- Goal: Beginning at the line that contains "# test: mark one point on the red tiled", reproduce every line to the end of the material without changing any of them.

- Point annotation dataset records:
※

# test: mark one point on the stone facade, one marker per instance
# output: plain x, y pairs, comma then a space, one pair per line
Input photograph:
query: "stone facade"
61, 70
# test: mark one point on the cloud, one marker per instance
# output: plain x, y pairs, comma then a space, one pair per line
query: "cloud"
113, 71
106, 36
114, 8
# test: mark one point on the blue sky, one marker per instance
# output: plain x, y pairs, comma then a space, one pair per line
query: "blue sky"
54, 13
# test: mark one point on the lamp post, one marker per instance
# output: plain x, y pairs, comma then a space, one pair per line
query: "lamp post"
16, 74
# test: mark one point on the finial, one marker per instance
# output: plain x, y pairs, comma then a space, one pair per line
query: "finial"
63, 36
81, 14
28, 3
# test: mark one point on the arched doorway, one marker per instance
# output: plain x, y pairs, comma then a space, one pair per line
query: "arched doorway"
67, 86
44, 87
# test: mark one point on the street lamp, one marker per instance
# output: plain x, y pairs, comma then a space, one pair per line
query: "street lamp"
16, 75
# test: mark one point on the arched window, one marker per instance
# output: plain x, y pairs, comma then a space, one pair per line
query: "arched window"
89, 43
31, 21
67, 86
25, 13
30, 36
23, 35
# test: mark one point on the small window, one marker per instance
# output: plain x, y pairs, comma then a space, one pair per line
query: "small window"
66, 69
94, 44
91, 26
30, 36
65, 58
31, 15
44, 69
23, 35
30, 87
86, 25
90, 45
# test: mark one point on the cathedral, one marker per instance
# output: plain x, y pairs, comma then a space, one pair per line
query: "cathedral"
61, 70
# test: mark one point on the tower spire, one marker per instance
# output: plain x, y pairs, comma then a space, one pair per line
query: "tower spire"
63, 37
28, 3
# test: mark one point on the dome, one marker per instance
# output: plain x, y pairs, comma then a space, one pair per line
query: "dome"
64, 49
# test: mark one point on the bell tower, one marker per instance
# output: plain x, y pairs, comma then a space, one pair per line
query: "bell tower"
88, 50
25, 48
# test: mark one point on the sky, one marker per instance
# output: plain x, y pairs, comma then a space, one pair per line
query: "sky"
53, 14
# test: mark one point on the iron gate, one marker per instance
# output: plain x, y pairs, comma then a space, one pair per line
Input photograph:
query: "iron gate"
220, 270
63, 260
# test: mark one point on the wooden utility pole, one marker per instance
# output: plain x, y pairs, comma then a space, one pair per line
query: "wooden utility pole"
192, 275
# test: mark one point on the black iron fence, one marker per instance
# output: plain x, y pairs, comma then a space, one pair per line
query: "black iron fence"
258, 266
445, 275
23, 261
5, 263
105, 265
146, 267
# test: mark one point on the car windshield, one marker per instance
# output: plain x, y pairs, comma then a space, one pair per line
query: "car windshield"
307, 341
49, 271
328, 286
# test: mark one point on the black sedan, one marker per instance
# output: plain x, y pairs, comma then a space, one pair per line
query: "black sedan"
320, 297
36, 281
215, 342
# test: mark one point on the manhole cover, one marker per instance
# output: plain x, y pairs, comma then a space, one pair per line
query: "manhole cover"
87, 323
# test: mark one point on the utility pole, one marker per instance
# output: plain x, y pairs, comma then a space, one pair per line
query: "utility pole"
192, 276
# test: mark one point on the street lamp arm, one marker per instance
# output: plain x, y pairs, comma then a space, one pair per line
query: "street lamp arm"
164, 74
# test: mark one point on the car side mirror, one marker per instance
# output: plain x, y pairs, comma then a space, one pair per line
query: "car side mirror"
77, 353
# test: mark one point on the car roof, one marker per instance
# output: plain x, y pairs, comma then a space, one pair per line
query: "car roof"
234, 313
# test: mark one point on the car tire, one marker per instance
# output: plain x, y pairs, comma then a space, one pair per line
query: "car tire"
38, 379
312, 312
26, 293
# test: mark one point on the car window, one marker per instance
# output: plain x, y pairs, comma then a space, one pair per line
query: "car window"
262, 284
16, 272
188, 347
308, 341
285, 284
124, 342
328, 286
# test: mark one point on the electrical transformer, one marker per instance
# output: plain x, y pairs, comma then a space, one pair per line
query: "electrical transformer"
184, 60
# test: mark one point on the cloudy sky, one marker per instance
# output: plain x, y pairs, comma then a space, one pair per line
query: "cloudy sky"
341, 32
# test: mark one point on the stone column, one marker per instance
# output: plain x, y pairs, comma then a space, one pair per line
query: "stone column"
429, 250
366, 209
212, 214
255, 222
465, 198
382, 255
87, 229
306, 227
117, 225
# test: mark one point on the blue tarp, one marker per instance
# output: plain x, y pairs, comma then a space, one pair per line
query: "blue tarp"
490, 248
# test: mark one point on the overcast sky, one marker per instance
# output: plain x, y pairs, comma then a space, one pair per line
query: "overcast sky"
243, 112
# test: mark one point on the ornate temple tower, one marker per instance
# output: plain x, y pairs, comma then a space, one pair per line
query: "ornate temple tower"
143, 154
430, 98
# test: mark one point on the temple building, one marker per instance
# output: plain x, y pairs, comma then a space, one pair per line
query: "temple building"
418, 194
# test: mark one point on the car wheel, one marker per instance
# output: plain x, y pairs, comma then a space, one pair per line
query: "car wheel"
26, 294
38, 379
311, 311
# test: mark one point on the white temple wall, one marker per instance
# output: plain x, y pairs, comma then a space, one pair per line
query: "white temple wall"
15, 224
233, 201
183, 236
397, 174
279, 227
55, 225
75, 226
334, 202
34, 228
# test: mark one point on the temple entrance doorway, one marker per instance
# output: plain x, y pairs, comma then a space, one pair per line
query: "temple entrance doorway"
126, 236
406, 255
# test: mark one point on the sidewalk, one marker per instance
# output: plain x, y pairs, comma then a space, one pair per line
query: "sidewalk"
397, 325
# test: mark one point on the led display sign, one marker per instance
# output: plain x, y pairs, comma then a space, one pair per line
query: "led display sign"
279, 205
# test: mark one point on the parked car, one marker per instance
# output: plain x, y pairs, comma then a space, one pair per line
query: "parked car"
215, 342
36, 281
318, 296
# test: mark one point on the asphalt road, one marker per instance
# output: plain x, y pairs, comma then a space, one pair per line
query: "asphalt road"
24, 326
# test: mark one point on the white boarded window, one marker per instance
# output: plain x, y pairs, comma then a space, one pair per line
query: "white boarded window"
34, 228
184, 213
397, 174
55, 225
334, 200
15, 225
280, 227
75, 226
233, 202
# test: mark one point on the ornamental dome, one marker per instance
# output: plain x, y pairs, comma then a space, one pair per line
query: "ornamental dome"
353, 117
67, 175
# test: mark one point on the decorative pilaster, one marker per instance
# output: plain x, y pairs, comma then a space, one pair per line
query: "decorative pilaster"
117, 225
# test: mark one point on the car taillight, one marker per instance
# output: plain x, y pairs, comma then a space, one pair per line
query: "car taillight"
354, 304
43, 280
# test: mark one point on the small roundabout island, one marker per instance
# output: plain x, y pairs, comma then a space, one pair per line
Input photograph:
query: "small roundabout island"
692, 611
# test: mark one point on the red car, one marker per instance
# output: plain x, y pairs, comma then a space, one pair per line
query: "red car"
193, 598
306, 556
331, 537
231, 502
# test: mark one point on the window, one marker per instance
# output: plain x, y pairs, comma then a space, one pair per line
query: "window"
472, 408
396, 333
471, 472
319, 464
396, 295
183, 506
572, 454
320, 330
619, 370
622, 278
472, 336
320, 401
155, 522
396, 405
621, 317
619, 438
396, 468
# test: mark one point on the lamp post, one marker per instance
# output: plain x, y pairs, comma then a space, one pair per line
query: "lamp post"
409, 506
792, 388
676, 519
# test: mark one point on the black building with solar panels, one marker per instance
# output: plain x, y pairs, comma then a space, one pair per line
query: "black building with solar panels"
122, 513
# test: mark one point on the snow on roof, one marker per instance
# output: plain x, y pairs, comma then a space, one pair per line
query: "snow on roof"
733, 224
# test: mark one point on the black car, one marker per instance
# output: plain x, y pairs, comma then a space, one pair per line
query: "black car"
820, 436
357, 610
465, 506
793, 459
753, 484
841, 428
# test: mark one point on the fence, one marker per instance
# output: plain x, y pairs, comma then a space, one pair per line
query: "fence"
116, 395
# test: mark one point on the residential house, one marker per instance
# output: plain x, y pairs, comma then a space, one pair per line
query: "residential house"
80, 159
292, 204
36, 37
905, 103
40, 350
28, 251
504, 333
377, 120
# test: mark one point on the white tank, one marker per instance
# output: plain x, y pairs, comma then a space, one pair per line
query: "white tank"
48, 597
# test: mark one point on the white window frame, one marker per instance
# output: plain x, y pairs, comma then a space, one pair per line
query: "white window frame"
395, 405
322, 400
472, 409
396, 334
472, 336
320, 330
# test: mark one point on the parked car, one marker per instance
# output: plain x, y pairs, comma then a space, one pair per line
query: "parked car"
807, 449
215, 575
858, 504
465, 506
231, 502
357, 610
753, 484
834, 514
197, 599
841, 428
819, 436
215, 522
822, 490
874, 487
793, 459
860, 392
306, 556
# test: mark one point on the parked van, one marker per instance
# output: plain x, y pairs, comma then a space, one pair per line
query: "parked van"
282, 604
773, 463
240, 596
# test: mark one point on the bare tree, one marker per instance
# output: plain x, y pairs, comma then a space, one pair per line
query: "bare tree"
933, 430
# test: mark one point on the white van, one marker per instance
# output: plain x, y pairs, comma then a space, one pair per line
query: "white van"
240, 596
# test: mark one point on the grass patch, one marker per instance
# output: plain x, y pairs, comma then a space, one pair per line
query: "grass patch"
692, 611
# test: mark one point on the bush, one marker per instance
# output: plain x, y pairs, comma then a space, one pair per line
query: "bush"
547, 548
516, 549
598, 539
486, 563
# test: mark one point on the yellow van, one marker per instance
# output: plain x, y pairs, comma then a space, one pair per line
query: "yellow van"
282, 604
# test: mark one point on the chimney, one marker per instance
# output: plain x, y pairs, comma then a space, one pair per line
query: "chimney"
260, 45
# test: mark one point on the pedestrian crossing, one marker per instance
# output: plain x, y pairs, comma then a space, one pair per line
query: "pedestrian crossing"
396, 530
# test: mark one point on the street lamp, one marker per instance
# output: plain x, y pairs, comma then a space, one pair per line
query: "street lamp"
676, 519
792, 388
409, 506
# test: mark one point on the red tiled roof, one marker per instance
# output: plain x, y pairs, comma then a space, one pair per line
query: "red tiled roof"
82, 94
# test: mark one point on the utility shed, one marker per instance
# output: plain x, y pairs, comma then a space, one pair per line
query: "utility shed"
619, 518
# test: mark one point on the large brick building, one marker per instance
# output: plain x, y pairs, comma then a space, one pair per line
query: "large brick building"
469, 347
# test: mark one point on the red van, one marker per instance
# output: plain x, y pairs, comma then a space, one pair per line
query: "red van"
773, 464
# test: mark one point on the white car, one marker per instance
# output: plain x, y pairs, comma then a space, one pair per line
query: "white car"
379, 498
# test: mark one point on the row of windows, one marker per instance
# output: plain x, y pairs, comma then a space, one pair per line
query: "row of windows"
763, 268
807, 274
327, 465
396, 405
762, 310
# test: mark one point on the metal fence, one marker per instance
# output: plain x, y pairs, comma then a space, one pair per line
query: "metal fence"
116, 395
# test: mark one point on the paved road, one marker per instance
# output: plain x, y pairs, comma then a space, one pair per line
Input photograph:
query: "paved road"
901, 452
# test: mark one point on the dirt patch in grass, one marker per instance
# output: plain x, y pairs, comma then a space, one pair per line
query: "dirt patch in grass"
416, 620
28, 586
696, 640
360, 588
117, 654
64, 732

※

- Task result:
# test: mark one point on the red tiled roof, one marker per instance
# output: plain x, y pairs, comma then a space, one pair per line
query: "red tiled roof"
82, 94
# test: mark one point on the utility shed, one marker per instance
# output: plain x, y pairs, comma then a space, one pair per line
query: "utility shed"
619, 518
# test: mark one point on the large brick building, one marker per instance
# output: plain x, y pairs, comma then a space, one pair per line
query: "large brick building"
469, 347
# test: mark one point on the red van, one marker per instance
# output: plain x, y pairs, comma then a space, one pair per line
query: "red van"
773, 464
# test: mark one point on the white car, one marker per instance
# output: plain x, y pairs, comma then a space, one pair per line
query: "white car"
379, 498
# test: mark one point on the row of windows, one marker per instance
# output: plain x, y pairs, comma then a space, one pair per line
query: "row of windows"
763, 268
807, 274
327, 465
396, 405
762, 310
# test: mark one point on the metal fence, one marker per instance
# output: plain x, y pairs, comma then a space, one pair per line
query: "metal fence"
116, 395
# test: mark one point on the paved road, one marker per instance
# output: plain x, y pairs, comma then a space, one pair per line
Input photograph:
query: "paved road"
901, 452
# test: mark one point on the dirt patch in grass, one marker per instance
# output: plain x, y pairs, comma then a space, one pair per line
query: "dirt patch in grass"
416, 620
28, 586
696, 640
360, 588
117, 654
64, 732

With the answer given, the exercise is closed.